* MATERIAL SHOWN
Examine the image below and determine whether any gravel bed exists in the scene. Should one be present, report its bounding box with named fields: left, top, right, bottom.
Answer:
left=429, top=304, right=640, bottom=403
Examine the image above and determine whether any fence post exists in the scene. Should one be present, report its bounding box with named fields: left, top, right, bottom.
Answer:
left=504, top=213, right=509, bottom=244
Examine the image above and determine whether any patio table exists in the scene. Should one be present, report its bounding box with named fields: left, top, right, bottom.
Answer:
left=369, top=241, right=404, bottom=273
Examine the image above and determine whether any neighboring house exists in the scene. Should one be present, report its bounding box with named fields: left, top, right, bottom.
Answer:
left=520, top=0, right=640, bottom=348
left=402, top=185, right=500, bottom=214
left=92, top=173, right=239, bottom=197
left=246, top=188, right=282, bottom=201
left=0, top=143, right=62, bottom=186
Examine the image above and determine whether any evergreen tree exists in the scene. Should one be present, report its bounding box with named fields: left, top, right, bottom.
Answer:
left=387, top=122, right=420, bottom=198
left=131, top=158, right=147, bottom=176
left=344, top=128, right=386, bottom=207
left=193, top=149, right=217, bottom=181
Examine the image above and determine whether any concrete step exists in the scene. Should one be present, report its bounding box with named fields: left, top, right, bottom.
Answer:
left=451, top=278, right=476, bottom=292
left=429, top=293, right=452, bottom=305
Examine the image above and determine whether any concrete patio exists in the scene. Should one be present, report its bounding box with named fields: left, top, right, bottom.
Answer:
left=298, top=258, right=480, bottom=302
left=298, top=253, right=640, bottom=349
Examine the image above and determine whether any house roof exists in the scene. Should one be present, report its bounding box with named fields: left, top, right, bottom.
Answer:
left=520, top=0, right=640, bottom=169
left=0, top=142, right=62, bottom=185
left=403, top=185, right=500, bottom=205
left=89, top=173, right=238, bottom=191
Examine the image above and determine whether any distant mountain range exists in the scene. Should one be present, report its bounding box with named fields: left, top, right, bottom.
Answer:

* DIRECTION
Switch "patio table" to "garden table" in the rows starting at the line that contains "Examine the image above and determine whether any patio" and ending at the line that contains "left=369, top=241, right=404, bottom=273". Give only those lines, with nothing else changed.

* FINAL ANSWER
Examine the image above and determine whether any garden table exists in the scene. Should one be present, report its bounding box with named fields: left, top, right, bottom.
Answer:
left=369, top=241, right=404, bottom=273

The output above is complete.